Text extract =
4.2. The Direction of CES Empirical Research

4.2.1. CES in Developing Countries and Rural Areas Deserve Attention

In this study, 179 identified empirical papers were reviewed using quantitative methods. Of all the papers, many studies focus on the evaluation of CESs in developed countries and regions, especially in Europe and North America [78,79,80]. However, China has gradually become a focus of the research into CESs, and many empirical studies have emerged recently [81,82]. However, CESs have received limited attention in most developing countries and rural areas. The possible reasons are as follows: first, the relatively backward local economic level has not fully met the basic material needs of residents; second, the knowledge and value systems of most developing countries and indigenous communities have not yet formed effective communication with developed countries, and cultural services have a series of characteristics, such as being intangible, subjective, socially constructed, and dependent on human perception, which all require different tools and methods for their understanding [5,9,83]. This poses a challenge for research on cultural services in developing countries and rural areas. In recent years, many authors have begun to realize this problem and gradually pay attention to CESs in third-world countries. In fact, when CES research in developed countries is focused, it may be possible to draw some interesting or different conclusions from the CES research in some developing countries. In this sense, authors such as Santarem have conducted research on the supply of CESs in the Sahara-Sahel Ecological Reserve in Africa [84]. In terms of the study object, CESs in urban areas were one of the most important topics in research because some researchers thought that cities are complex adaptive systems embedded within even more complex adaptive ecosystems. In contrast, the attention focused on townships and rural areas does not match their importance in the provision of CES [85]. Therefore, the rural landscape deserves further attention in the research.

4.2.2. The Categories of CES Need Comprehensive Consideration

In all CES categories, many authors believe that aesthetic value is relatively easy for residents and tourists to perceive [86], and recreation and ecotourism can be assessed by landscape indicators or social media data [87]. Therefore, aesthetic value and recreational value are relatively easy to quantify, whether using traditional questionnaires or GIS mapping [88,89]. With the deepening of CES research, many authors advocate for supplementing the CES categories proposed by the MEA. As a result, several categories not explicitly included in the MEA framework are emerging in the research, such as social inclusion [90], identity [72], and existence value [91]. These categories are not only enriching the category of CES but also playing an important role in amending and supplementing the original CES evaluation framework. In addition, it is also conducive to improving people’s understanding of the spiritual benefits they have obtained from the natural system and realizing that the generation of non-material benefits is a dynamic process. Although the ecosystem provides people with various CESs, it also greatly meets the spiritual needs of human beings. Moreover, beyond positive services, there is also some negative CESs derived from the human and natural system, namely disservices, which are more derived from the negative effects of human interaction with nature, such as crowdedness, unpleasantness, scariness, and noise [92].

Data shown =
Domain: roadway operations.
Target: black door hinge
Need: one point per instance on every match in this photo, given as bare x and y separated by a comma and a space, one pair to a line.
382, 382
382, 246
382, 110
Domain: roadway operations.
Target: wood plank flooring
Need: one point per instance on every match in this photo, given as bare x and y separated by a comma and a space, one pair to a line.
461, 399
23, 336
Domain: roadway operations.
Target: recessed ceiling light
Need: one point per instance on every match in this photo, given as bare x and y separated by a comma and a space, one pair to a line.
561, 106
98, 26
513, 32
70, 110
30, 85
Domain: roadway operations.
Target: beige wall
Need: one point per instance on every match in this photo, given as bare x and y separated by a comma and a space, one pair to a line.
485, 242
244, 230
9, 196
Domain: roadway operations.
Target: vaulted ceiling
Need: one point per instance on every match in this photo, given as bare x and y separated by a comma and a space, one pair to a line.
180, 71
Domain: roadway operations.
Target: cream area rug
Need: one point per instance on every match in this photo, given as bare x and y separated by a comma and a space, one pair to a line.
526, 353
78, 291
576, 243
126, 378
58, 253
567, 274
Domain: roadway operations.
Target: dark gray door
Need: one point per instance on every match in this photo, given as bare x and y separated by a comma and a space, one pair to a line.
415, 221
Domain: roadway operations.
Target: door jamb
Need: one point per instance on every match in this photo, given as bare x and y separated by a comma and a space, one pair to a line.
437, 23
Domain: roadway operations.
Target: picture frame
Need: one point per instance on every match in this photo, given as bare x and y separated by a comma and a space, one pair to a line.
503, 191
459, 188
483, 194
---
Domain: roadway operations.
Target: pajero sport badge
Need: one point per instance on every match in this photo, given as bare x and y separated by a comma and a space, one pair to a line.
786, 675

Problem description = Write the next part of the text on cultural ecosystem services research, starting after its last sentence. The records have no connection to the text on cultural ecosystem services research.

Exercise response =
Future research should evaluate comprehensive CES categories to provide more details for CES management. However, this not only requires researchers to establish more comprehensive CES evaluation indicators but also necessitates the development of multiple source data. In addition, the combination of various methods can help evaluate CESs. Generally, depicting the complexity of CES using a single indicator, method, or data point is difficult. Ultimately, the knowledge and methods of different disciplines must be integrated to solve this problem.

4.2.3. Mapping CESs Provides More Detail for Large-Scale Management and Planning

With the rapid development of global urbanization, the CES is of great significance to human health [93,94,95]. Ecosystem services exhibit strong spatial and temporal characteristics [96,97]. The application of the research method plays a crucial role in the CES evaluation process. This review shows that earlier research considers ecosystem services to be of significant economic value. Therefore, monetary methods have been adopted in many studies, such as the travel cost method [67] and the contingent valuation method [98]. However, in recent years, there has been a change in the understanding of CESs. Many authors believe that CESs are intangible and that it is difficult to assign them a monetary value [9]. Although the monetary method is still regarded as one of the main methods of CES valuation [54], our research results show that only a few studies in the current CES empirical research use this method to assess the value of cultural services (Figure 6). Contrastingly, questionnaires, evaluation models, interviews, and participation mapping have become important methods for evaluating CESs. These methods, such as questionnaires and evaluation models, combined with CES mapping, have become important tools for CES visualization. Therefore, many studies on mapping CESs have emerged, which has played an important role in promoting the visualization of CESs [99,100]. Mapping CESs can overcome the limitations of economic value estimation and explain the spatial heterogeneity of CES demands more intuitively, thus serving planning and management more effectively [64]. In addition, mapping CESs from the perspective of stakeholders can take into account the ecological knowledge of places and people [101], which is beneficial for broadening people’s cognition of CESs. Currently, CES mapping has become an important means for the academic community to analyze the preferences of tourists and locals for CESs. For example, Tobias Plieninger’s study [13] found that tourists’ and residents’ perceptions of CESs are related to landscape features and land-cover forms. This has an important reference value for the planning and management of local cultural landscapes and land use. Moreover, the method of mapping CESs is applicable to large-scale research areas and can compare the evaluation results of cultural services in different regions, serving the planning and management of destinations such as tourist destinations and protected areas.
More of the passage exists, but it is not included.